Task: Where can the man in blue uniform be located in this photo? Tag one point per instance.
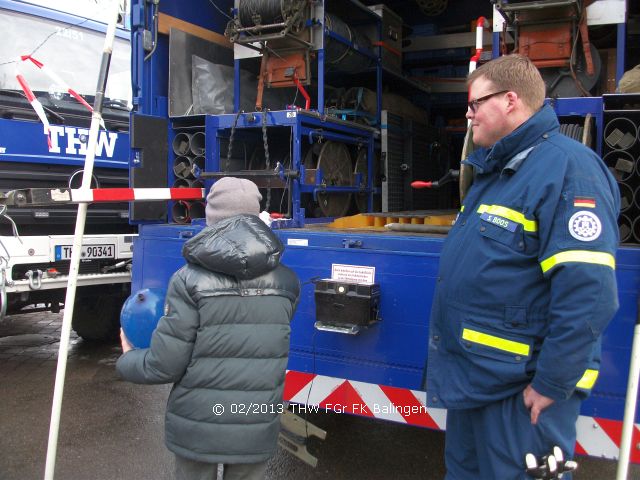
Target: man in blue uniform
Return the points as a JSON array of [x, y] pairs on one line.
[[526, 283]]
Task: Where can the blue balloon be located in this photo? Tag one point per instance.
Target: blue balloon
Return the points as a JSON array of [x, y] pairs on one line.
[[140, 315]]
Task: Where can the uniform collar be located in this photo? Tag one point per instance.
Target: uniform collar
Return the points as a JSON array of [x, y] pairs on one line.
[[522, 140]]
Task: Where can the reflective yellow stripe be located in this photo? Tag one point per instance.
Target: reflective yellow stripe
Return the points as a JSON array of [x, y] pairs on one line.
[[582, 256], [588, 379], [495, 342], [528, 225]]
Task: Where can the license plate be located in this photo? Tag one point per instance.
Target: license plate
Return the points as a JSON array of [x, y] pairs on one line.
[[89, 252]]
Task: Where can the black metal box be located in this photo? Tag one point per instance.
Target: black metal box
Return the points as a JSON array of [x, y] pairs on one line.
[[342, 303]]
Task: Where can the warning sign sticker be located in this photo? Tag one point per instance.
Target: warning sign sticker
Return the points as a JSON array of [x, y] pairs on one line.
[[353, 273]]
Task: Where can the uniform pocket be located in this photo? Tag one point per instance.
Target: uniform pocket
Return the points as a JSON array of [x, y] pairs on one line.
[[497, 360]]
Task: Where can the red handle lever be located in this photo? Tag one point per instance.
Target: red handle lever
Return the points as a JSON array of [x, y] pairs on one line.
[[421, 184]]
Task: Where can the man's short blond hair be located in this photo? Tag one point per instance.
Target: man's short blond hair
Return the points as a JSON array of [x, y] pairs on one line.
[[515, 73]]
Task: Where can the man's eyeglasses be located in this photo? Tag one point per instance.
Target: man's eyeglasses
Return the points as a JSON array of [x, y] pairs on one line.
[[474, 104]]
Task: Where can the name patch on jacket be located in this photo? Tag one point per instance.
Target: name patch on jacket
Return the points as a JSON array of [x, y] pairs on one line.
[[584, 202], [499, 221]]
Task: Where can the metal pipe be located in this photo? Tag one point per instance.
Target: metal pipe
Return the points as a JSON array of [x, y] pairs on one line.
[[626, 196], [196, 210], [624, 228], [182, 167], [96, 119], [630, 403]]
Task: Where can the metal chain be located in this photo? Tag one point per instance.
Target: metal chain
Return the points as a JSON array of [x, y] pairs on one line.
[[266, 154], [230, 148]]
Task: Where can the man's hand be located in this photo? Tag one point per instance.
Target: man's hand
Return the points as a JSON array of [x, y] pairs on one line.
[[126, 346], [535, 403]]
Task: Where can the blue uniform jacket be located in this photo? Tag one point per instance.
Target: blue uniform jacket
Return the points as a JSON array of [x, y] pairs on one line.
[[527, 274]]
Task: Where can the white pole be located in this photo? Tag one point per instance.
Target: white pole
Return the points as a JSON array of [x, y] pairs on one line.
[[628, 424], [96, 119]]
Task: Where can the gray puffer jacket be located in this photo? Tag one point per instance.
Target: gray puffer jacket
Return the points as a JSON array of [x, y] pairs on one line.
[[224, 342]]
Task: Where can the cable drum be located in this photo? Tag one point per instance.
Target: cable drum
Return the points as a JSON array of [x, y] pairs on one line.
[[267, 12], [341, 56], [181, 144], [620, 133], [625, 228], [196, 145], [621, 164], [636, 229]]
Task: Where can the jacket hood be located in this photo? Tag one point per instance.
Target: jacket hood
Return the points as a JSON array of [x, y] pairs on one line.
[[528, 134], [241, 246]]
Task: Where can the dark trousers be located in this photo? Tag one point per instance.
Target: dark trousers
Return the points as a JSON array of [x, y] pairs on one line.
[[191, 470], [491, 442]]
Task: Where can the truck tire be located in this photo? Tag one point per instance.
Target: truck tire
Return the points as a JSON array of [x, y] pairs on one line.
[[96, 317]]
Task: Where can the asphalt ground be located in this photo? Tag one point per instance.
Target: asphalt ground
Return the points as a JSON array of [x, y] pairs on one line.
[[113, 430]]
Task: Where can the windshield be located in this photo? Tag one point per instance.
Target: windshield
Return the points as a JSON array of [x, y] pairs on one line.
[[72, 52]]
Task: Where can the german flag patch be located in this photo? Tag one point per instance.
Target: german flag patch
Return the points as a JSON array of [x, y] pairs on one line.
────────────────
Every record above should be written out again exactly; the pictures stay out of the copy.

[Answer section]
Task: Where can the man in blue uniform be located in this photo? Tag one point per instance.
Target: man in blue uniform
Return the points as a JSON array of [x, y] pairs on one line.
[[526, 283]]
Task: Where can the blue balloon be located in this photo? Tag one point per instance.
Target: blue balloon
Return the points as a JSON array of [x, y] pairs on one line.
[[140, 315]]
Task: Where can the uniform collar be located in this photo? Tag one point per instance.
Target: uniform collar
Return the points as a JSON array of [x, y] pairs on one line.
[[522, 140]]
Task: Where can the reflective yellow stripe be located in this photo? Tag one point per instance.
Target: reflective yellow stripe
Return the points as a JSON array of [x, y] pairs on one line.
[[582, 256], [588, 379], [495, 342], [528, 225]]
Task: Where can the license plate be located in this photo? Tag one point per instance.
Target: license plate
Return the points as a JSON array of [x, y] pairs on one line.
[[89, 252]]
Task: Where can the black metal box be located in this photo? Tag one point per instance.
Target: black metal box
Return the points as a JSON array of [x, y] pairs on one line.
[[342, 303]]
Task: Where can the warning sign sticker be located in this photo? Tag one point per instance.
Target: warning sign sticker
Return the points as a JSON array of [x, y] pairs on one line.
[[353, 273]]
Task: Where can the uniform pocket be located in this photo? Tag one point per instance.
Target: uniform pocket
Return the points as a JSON array of [x, y] pairs on one line.
[[497, 360]]
Task: Where can the red handle lever be located in this photo? Tag one point per instance.
Target: red handle lever
Return the points as a JSON array of [x, y] pairs on one line.
[[421, 184]]
Task: Where can the man's short blond hair be located in this photo? Tag one point per instance.
Target: man's short blond hair
Return the points as a JSON array of [x, y] pairs on one line.
[[515, 73]]
Task: Where can the man's eyeglasses be located in this photo? Tag one point per instance.
Target: man's eyeglasses
Return the points as a JSON array of [x, y] pairs on one line.
[[474, 104]]
Task: Where can the name patch on jacket be located in this photo? Tag one point per instance.
Target: name patch on jacket
Return the points as a JSON array of [x, y] pairs on one line.
[[584, 202], [499, 221]]
Task: Where can the metal pipe be located in this photo? Tag one point per instance.
Target: metal pipe
Return the points as a JSON array of [x, y] pairs on one line.
[[626, 196], [196, 210], [624, 228], [182, 167], [96, 119], [630, 403]]
Task: Where can the metal chain be located in this photo? Tag one point per instance.
Target: metal chain
Return the points as a JSON array of [x, y] pairs on one line.
[[266, 154], [230, 148]]
Task: Where can the man's hand be located in this photo? Tag one point per instance.
Target: man's hand
Return the points as a JSON array of [x, y] pairs on one line.
[[126, 346], [535, 403]]
Task: Where can the blue uniform jacket be located in this photo? Tag one point per instance.
Target: blue uniform jacket
Return the points as a JSON array of [x, y] pairs on one line.
[[527, 274]]
Task: Where can the white pole be located in this photo? Tag one point per instance.
Target: white pole
Return the points as a JSON array of [x, y] pairs on one line.
[[628, 424], [96, 119]]
Task: Where can the gray puffer jacket be located in this photo? Tag one point per instance.
Target: gray puffer jacket
Return the points as a JSON array of [x, y] pairs on one line.
[[224, 342]]
Task: Where can the cable drum be located in this photo? Tag one point per instance.
Target: cable drum
Return the points as a JSON array of [x, y] pairs on one line.
[[267, 12], [341, 56], [181, 144], [620, 133], [625, 228], [196, 145], [621, 164], [636, 229]]
Task: Where can the jacket hood be located in this photo? Tag one point per instance.
Target: jacket hood
Return the points as a JSON array of [x, y] pairs on one line.
[[528, 134], [241, 246]]
Task: Where can the dark trousers be located in this photo? Tag one point per instance.
Target: dark trousers
Return the points as a JSON array of [x, y] pairs on one line.
[[191, 470], [491, 442]]
Task: Where can the truck tire be located in this photo? Tag one point per instance.
Target: truck tire
Return the points as a JSON array of [x, y] pairs on one line.
[[96, 317]]
Task: Where can the asphalt ground be located in this photo? Tag one point per instance.
Target: asphalt ground
Return the points as a JSON array of [x, y] pairs on one line.
[[113, 430]]
Task: Where can the windshield be located in this photo? Tag one point per instance.
Target: windshield
Return the points as a JSON array of [x, y] pairs on one line.
[[72, 52]]
Task: Where can the german flag patch be located in this photo? Tag one point per instance.
Target: german flag patch
Return the points as a JSON array of [x, y] pairs on one line.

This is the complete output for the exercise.